_Task description_: From the material below, pick out every line that contains the string "knitted" and copy each one. Matching is case-sensitive.

_Region segmentation data_:
◇ ◇ ◇ ◇ ◇ ◇ ◇
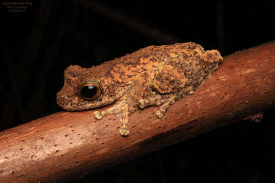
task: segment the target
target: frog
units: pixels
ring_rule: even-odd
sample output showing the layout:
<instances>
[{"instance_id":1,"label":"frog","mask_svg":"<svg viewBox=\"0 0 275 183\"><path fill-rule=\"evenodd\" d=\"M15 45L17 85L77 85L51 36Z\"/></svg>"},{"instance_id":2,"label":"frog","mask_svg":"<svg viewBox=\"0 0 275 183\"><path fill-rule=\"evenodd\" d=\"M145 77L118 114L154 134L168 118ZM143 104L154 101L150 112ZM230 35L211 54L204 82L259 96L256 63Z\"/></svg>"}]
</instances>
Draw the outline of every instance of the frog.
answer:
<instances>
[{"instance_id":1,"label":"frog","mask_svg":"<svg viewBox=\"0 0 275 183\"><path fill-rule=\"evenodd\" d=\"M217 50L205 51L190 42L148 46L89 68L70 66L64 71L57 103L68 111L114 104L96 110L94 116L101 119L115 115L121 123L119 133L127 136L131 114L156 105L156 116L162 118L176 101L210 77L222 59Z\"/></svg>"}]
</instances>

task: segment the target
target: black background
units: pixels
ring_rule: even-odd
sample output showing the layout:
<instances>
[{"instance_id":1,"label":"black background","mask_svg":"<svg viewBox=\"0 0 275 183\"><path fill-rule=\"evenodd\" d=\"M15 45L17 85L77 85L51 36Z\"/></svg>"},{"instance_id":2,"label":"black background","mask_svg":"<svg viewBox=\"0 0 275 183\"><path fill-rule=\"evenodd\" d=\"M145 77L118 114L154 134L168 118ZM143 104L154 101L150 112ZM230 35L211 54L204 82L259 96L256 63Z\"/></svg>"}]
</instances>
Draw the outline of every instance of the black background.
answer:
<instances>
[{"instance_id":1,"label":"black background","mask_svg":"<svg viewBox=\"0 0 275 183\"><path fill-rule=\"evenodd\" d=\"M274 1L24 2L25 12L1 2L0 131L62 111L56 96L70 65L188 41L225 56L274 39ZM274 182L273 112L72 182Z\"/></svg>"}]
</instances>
◇ ◇ ◇ ◇ ◇ ◇ ◇
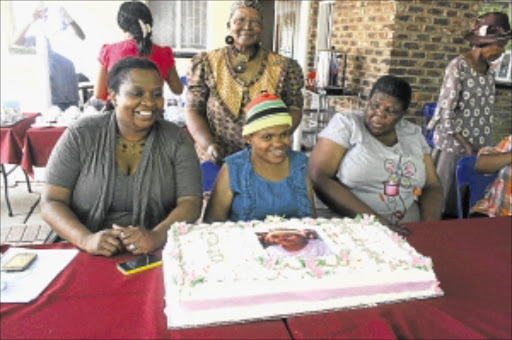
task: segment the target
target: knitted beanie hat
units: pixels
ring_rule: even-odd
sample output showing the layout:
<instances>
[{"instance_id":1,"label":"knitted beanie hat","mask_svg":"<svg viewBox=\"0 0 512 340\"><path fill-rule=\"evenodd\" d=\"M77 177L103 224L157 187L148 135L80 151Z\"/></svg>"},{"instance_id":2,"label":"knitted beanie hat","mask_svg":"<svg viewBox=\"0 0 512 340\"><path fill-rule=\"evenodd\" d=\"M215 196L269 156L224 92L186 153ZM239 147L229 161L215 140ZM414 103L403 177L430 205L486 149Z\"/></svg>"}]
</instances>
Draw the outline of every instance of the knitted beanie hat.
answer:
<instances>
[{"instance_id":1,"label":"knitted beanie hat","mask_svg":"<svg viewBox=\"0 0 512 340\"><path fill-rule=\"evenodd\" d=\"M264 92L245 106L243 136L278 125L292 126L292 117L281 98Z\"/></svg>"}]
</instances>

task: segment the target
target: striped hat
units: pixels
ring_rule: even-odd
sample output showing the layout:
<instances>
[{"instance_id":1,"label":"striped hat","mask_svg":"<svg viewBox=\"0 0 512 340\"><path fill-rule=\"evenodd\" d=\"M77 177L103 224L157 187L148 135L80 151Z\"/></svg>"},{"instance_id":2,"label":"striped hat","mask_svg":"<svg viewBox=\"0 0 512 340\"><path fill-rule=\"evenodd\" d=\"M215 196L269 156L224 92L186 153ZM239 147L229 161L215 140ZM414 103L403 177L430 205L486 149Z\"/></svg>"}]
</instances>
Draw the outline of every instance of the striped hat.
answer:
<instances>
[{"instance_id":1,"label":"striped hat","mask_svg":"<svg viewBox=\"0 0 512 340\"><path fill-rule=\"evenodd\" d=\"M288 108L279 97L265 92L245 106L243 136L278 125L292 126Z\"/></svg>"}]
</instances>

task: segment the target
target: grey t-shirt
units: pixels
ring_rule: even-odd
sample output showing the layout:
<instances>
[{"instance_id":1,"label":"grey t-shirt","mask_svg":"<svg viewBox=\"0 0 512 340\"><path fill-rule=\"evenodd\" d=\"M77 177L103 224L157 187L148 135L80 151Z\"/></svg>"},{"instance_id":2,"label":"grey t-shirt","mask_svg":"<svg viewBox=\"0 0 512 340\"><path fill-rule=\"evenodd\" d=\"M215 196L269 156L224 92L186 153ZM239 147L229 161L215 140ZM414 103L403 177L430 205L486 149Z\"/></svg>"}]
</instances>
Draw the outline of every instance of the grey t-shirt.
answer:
◇ ◇ ◇ ◇ ◇ ◇ ◇
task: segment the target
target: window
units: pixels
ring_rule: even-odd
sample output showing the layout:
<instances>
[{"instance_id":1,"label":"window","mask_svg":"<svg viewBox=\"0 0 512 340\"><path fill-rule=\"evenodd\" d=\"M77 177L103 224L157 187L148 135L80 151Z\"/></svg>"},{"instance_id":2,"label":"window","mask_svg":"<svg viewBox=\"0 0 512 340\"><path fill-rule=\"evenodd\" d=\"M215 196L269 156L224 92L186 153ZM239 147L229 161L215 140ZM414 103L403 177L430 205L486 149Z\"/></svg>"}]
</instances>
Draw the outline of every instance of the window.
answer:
◇ ◇ ◇ ◇ ◇ ◇ ◇
_Task result_:
target: knitted beanie hat
[{"instance_id":1,"label":"knitted beanie hat","mask_svg":"<svg viewBox=\"0 0 512 340\"><path fill-rule=\"evenodd\" d=\"M77 177L103 224L157 187L148 135L80 151Z\"/></svg>"},{"instance_id":2,"label":"knitted beanie hat","mask_svg":"<svg viewBox=\"0 0 512 340\"><path fill-rule=\"evenodd\" d=\"M215 196L269 156L224 92L186 153ZM239 147L229 161L215 140ZM414 103L403 177L430 205L486 149Z\"/></svg>"}]
Draw the outline of every instance of the knitted beanie hat.
[{"instance_id":1,"label":"knitted beanie hat","mask_svg":"<svg viewBox=\"0 0 512 340\"><path fill-rule=\"evenodd\" d=\"M264 92L245 106L243 136L278 125L292 126L292 117L281 98Z\"/></svg>"}]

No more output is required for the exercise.